[Opening EXCERPTED DATA section]

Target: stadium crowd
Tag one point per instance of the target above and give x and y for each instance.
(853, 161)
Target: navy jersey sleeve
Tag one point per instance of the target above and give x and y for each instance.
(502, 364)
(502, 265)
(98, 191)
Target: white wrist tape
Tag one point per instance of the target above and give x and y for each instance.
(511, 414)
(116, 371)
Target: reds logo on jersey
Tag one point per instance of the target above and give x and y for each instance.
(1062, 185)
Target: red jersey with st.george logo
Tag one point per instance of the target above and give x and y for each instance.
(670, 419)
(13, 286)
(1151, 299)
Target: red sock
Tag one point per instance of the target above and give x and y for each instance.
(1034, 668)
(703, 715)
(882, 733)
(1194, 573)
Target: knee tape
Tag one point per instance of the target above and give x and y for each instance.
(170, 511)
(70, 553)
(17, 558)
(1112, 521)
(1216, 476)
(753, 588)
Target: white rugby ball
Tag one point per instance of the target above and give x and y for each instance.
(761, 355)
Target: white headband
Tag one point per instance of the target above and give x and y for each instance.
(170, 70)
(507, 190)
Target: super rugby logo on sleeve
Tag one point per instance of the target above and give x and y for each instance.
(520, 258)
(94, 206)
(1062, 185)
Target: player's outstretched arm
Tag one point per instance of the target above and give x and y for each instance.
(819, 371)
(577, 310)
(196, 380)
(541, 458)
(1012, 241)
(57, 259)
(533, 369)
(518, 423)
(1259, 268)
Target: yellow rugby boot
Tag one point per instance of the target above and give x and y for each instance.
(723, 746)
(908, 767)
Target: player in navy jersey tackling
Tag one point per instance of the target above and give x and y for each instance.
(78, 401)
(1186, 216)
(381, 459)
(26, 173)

[Closing EXCERPTED DATA section]
[Opening EXCERPTED DATA section]

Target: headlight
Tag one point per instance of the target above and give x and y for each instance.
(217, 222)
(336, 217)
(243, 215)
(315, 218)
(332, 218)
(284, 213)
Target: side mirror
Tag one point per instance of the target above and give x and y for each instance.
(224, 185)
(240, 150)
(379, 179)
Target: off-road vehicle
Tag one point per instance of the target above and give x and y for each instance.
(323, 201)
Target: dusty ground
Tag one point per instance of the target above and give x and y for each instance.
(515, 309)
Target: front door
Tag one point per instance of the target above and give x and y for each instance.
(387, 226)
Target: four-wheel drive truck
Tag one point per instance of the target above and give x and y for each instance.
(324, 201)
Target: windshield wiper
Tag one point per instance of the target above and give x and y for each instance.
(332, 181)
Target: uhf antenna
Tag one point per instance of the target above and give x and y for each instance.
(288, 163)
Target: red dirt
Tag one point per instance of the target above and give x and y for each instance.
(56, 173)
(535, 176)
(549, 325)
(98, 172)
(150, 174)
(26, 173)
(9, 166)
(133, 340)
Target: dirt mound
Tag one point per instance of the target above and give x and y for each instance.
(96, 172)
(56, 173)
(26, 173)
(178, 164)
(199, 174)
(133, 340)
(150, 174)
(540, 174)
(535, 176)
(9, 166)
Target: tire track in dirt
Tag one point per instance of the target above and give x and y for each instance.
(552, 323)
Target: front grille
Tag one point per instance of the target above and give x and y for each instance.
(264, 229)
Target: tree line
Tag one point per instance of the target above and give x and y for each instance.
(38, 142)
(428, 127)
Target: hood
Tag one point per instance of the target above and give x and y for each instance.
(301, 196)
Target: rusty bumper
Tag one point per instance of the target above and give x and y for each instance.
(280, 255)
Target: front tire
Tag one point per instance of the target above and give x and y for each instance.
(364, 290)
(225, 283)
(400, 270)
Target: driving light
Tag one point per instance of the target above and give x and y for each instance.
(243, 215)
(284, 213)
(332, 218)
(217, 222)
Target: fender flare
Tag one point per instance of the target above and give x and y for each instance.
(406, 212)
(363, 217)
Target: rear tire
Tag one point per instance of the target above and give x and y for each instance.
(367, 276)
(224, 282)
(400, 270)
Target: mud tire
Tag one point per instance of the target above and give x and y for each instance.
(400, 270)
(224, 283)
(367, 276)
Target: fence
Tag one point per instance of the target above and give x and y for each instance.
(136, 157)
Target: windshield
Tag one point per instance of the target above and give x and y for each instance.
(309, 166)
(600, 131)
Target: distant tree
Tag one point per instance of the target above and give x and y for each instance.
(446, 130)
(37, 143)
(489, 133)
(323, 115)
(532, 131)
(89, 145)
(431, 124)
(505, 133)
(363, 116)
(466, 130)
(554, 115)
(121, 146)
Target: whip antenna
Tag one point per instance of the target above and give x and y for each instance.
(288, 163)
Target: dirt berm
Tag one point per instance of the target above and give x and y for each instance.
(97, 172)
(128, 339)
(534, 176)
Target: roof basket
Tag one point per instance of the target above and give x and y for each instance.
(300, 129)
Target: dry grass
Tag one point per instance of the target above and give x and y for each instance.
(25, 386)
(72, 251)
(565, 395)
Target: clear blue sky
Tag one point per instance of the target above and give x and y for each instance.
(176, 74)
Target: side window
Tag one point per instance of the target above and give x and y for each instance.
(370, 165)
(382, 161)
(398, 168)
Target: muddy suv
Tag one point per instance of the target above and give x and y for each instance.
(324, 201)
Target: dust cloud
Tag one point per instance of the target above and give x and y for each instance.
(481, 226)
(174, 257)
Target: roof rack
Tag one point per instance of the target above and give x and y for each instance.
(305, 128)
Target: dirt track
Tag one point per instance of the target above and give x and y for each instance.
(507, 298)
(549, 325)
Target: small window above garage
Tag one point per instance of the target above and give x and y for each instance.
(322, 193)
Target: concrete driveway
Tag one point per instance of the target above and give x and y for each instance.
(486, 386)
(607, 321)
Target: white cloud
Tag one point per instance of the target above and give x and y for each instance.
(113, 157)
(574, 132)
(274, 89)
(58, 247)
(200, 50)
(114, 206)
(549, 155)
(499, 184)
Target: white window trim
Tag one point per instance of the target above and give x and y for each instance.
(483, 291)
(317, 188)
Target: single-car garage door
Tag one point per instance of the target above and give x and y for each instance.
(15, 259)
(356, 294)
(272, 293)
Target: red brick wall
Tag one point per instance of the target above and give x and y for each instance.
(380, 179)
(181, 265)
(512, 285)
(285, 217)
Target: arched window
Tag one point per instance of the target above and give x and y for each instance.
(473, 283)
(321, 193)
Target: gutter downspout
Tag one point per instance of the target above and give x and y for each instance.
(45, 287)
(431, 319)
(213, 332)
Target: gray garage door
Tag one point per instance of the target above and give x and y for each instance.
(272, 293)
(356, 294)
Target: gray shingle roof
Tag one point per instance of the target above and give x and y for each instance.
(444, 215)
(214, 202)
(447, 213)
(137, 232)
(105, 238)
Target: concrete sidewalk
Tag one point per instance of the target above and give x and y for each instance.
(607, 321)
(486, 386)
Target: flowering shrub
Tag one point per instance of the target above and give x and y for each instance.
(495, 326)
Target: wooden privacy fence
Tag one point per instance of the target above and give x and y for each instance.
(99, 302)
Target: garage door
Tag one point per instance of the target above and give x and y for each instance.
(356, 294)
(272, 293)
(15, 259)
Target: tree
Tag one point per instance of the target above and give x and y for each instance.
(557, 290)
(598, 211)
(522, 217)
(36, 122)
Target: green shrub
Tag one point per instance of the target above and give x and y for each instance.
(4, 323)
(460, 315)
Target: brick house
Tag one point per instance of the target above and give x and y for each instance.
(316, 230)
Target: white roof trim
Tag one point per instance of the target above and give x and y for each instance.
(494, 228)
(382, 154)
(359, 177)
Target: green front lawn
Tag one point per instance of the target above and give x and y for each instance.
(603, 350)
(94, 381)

[Closing EXCERPTED DATA section]

### PROBLEM DETAILS:
Look through the entries above for the word "garage". Copy every line where it shows up.

### TASK RESPONSE:
Target: small window above garage
Target: single-car garage door
Target: gray garage door
Target: garage door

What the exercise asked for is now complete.